### Direction
Write every record out again exactly as given.

(Pointing dataset records)
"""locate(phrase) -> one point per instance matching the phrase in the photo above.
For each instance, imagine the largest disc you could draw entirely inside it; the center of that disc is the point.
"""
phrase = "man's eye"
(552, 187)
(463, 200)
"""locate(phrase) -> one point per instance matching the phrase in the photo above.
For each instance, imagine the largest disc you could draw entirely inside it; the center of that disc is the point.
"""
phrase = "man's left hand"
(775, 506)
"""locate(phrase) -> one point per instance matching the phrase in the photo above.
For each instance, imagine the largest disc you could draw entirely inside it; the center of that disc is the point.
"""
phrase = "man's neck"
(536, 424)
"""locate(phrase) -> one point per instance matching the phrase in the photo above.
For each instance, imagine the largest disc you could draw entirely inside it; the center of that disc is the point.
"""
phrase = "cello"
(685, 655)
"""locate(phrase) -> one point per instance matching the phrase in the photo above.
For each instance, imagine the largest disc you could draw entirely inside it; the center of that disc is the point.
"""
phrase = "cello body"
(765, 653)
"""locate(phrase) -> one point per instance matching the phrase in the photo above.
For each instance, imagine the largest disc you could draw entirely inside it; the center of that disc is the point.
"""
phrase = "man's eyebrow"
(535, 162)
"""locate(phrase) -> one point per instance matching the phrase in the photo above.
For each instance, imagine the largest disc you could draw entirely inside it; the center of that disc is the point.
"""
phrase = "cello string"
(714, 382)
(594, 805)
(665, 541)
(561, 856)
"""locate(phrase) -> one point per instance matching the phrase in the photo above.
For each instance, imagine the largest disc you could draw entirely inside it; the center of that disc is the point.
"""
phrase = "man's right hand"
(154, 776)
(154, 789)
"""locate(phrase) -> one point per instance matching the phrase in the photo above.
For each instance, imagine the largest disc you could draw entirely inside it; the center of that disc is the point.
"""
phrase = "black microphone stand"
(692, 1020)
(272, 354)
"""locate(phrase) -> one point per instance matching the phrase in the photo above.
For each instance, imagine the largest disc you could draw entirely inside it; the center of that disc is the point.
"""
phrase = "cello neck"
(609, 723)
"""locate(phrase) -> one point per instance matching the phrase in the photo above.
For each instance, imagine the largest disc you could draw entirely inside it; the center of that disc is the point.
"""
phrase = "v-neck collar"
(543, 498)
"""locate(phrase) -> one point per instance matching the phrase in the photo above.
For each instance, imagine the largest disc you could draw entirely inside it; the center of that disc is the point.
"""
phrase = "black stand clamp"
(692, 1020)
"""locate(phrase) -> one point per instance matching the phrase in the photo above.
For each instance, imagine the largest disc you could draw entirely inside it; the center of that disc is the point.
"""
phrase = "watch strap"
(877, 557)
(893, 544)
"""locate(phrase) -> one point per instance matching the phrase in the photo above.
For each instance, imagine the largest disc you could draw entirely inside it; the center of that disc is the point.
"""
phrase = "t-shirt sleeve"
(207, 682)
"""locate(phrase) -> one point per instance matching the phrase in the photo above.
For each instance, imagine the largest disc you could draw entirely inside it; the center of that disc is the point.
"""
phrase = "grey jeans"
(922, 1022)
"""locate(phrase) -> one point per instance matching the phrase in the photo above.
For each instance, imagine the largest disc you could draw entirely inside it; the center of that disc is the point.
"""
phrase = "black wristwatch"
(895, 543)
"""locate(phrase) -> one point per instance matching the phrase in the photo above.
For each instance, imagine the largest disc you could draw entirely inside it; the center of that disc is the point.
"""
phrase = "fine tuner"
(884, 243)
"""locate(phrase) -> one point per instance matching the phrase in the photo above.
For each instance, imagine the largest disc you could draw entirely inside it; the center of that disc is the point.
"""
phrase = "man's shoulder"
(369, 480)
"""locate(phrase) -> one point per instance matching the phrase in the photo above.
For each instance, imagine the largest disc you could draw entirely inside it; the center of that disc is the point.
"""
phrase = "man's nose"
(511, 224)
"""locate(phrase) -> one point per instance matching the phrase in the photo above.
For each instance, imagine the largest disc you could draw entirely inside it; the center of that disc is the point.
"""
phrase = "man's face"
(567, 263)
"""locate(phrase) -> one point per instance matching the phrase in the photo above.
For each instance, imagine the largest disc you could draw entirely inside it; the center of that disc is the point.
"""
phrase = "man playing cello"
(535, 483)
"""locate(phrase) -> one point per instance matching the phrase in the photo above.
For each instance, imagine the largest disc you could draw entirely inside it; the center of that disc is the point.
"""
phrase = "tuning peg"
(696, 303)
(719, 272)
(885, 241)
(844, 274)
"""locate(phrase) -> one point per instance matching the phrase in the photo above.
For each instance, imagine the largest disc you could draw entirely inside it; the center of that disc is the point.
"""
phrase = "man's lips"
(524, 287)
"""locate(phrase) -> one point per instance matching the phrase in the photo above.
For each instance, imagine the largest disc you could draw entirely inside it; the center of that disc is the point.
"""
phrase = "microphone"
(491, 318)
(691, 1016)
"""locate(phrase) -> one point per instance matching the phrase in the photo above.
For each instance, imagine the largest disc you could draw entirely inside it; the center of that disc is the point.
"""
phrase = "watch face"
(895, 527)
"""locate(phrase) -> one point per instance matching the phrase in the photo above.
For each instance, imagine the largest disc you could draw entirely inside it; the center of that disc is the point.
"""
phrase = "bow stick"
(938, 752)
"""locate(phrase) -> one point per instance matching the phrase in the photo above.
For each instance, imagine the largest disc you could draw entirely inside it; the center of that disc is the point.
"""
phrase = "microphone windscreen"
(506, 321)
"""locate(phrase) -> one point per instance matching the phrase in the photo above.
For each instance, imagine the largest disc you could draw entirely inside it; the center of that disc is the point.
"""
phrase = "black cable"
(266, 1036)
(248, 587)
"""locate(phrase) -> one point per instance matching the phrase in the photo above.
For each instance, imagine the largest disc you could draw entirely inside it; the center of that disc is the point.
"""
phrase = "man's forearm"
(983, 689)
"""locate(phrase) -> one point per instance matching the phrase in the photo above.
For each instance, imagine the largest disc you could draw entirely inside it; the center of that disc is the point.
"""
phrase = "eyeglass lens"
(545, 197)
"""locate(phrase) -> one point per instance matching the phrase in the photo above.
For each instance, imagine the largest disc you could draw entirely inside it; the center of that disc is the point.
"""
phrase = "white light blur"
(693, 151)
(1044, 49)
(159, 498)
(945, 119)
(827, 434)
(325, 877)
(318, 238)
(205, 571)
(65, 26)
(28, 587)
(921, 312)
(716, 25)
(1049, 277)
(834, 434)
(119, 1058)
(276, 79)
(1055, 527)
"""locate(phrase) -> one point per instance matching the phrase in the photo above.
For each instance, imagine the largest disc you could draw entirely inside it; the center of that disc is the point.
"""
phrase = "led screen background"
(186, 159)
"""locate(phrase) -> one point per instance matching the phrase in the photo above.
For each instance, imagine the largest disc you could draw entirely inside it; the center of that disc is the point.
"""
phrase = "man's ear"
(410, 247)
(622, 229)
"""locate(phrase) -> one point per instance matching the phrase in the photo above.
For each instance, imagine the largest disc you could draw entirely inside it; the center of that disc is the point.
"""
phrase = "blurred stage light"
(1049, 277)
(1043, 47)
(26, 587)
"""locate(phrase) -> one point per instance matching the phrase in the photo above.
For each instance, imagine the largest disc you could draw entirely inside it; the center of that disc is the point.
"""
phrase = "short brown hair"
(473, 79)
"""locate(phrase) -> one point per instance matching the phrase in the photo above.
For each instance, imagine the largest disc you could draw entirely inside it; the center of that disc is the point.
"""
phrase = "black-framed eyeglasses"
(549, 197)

### Reply to the task
"""locate(phrase) -> one point per instance matching the phrase in the photo above.
For each instance, imagine the largest disc you could draw entirely inside it; the center of that disc is the point.
"""
phrase = "man's eye"
(552, 187)
(463, 200)
"""locate(phrase) -> one point per instance matching the phrase in the photo above.
For each instance, imagine the largest disc you could draw entirely inside it; the center of that disc is the point.
"""
phrase = "man's left hand"
(775, 506)
"""locate(phrase) -> one point per instance matching the phrase in the photo above.
For each instance, imagine the largest disc you could draw entirely inside it; the center of that disc is the point.
"""
phrase = "man's neck"
(536, 424)
"""locate(phrase) -> one point per instance matching the phrase in the photo above.
For each instance, imagine the largest disc you could draw entirely inside it; the center of that disc is the point.
"""
phrase = "cello"
(685, 655)
"""locate(phrase) -> one point per instance matching the phrase in the photo above.
For each instance, imagine the largest disc you could draw entirely inside it; the center of that disc is the point.
"""
phrase = "cello body"
(765, 653)
"""locate(phrase) -> one point per instance matching the phrase in the photo above.
For each instance, imagine the largest disc you could draw entirely inside it; the center of that disc is the point.
"""
phrase = "man's eyebrow"
(535, 162)
"""locate(phrase) -> one point per instance matching the phrase in the photo above.
For each instance, imagine the largest disc you could draw entirely inside it; the center of that disc is the point.
"""
phrase = "cello string"
(714, 382)
(594, 805)
(665, 541)
(561, 856)
"""locate(phrase) -> one point per instance matching the phrase in the photo above.
For each instance, imagine the largest disc you could draw entirely inside it; the center of that disc is the point.
"""
phrase = "man's right hand"
(154, 776)
(154, 789)
"""locate(phrase) -> one point per instance matching the phrase in the photo above.
For each instance, imagine the largest disc you could draw entirely inside it; the center of that disc is the point.
"""
phrase = "black microphone stand"
(692, 1020)
(272, 354)
"""locate(phrase) -> one point per instance matching the phrase in the photo above.
For each instance, imagine the largest disc you could draw entirely inside it; the center of that disc is the point.
"""
phrase = "cello neck"
(609, 723)
"""locate(phrase) -> one point per instance matching the phrase in the photo above.
For each instance, imagine the largest disc you could draw entirely inside it; the center of that disc is the point.
"""
phrase = "v-neck collar"
(543, 498)
"""locate(phrase) -> one point per instance matching the phrase in the photo above.
For each instance, imagine the largest disc you could draw entirely inside it; the center of that disc is the point.
"""
phrase = "black stand clamp"
(692, 1020)
"""locate(phrase) -> one point per instance matching the phrase in the photo above.
For each instance, imagine the largest disc you could draw entirely inside it; the center of that disc is the point.
"""
phrase = "watch strap"
(877, 557)
(893, 544)
"""locate(phrase) -> one point per instance matching the phrase in the photo above.
For each instance, imagine the largest disc you could draw entirely inside it; the center of that disc is the point.
"""
phrase = "t-shirt sleeve"
(207, 682)
"""locate(phrase) -> one point per instance matching the phrase in the photo above.
For each instance, imagine the largest disc you could draw entirely inside it; the center of that disc is the point.
"""
phrase = "grey jeans"
(922, 1022)
"""locate(phrase) -> one point per instance matching the phrase in the photo above.
For each instance, imagine the largest disc you could draw entirely inside it; the center of that disc is the point.
"""
phrase = "black wristwatch"
(895, 543)
"""locate(phrase) -> one point per instance matching the phrase in the photo above.
For each instance, imagine the largest disc you could draw entirely inside it; the center of that disc is the point.
"""
phrase = "fine tuner"
(884, 243)
"""locate(phrase) -> one point per instance matching the phrase in the photo above.
For each instance, imagine the largest disc you could draw entirely inside it; the center of that disc is the point.
"""
phrase = "man's shoulder"
(369, 480)
"""locate(phrase) -> one point per instance matching the phrase in the photo above.
For each instance, imagine the largest disc you could draw entirely inside it; the center of that disc is the point.
"""
phrase = "man's nose"
(511, 224)
"""locate(phrase) -> one point per instance matching the phrase in the photo above.
For each instance, imagine the largest disc you could draw entirely inside it; the center of that disc is the point.
"""
phrase = "man's face"
(567, 263)
"""locate(phrase) -> one point per instance matching the phrase in the photo above.
For each instance, imagine the largest disc you could draw entirely inside it; the center of that disc is the point.
"""
phrase = "man playing cello"
(535, 483)
"""locate(phrase) -> one point per instance matching the phrase in the photo above.
For each instance, imagine the largest disc you could draw entirely inside it; the center of that disc is the point.
"""
phrase = "tuning peg"
(696, 303)
(719, 272)
(885, 241)
(844, 274)
"""locate(phrase) -> one point per instance matching the phrase in the photo above.
For each instance, imagine the largest disc you could draw entirely inside it; the center of that disc is the point.
"""
phrase = "man's lips"
(524, 287)
"""locate(phrase) -> one point per instance matching the phrase in the photo above.
For each instance, imagine the largest disc you could draw entirely inside it; the center of that disc is the point.
"""
phrase = "microphone"
(491, 318)
(691, 1016)
"""locate(phrase) -> one point per instance matching the phrase in the photo above.
For each instance, imagine the largest disc you could draw entirely inside it; the center of that disc is the point.
"""
phrase = "watch face"
(895, 527)
"""locate(phrase) -> one point per instance matching the phrase in the photo above.
For each instance, imagine the largest disc you could draw entirely inside it; the center of that disc is the point.
"""
phrase = "bow stick"
(938, 752)
"""locate(phrase) -> one point per instance matching the phrase in the photo above.
For each instance, imagine the largest disc you could draw entirely inside it; the center of that disc is the point.
"""
phrase = "microphone windscreen"
(506, 321)
"""locate(phrase) -> one point per instance matching the phrase in the photo above.
For each instance, imagine the largest disc you could draw entirely inside it; the center of that disc is the point.
"""
phrase = "black cable"
(266, 1036)
(248, 587)
"""locate(phrase) -> one point per instance matching the phrase in the photo above.
For each instance, imagine the largest disc you could draw entirely inside it; the center of that disc is the point.
"""
phrase = "man's forearm"
(983, 689)
"""locate(phrase) -> one point per instance matching the phrase in the photo above.
For each instance, imagine the largest disc you could draw entirely inside it; the center of that disc is the point.
"""
phrase = "eyeglass lens"
(545, 197)
"""locate(phrase) -> one point per instance matching the phrase in the photo above.
For each instance, imagine the largest disc you could draw entirely inside it; the center of that disc is the point.
"""
phrase = "white light blur"
(693, 151)
(1044, 49)
(159, 498)
(945, 119)
(827, 434)
(325, 877)
(318, 238)
(205, 571)
(65, 26)
(28, 587)
(921, 312)
(716, 25)
(1049, 277)
(834, 434)
(119, 1058)
(276, 79)
(1055, 527)
"""locate(phrase) -> one point per instance matching the phrase in the photo above.
For each instance, imagine the largest disc you could draw entirely inside it; the center of that disc is the point.
"""
phrase = "led screen background"
(186, 159)
"""locate(phrase) -> one point per instance matching the phrase in the photo above.
For each instance, imagine the largest disc you could draw entirely inside it; the center of that disc is the point.
"""
phrase = "man's ear"
(410, 247)
(622, 229)
"""locate(phrase) -> one point per instance matching the phrase in the photo above.
For each instance, imagine the largest disc you could draw entirely inside it; the center of that disc is the point.
"""
phrase = "blurred stage light"
(1049, 277)
(1043, 47)
(26, 587)
"""locate(phrase) -> one point per instance matching the phrase in the photo above.
For each instance, imagine the largest disc you could draw entirely inside it; the center of that disc is the point.
"""
phrase = "short brown hair"
(473, 79)
"""locate(phrase) -> one point per instance matching the phrase in the photo above.
For each instance, imagine the largest disc you could draw entirely inside it; the center of that disc is the point.
"""
phrase = "black-framed eyeglasses"
(549, 197)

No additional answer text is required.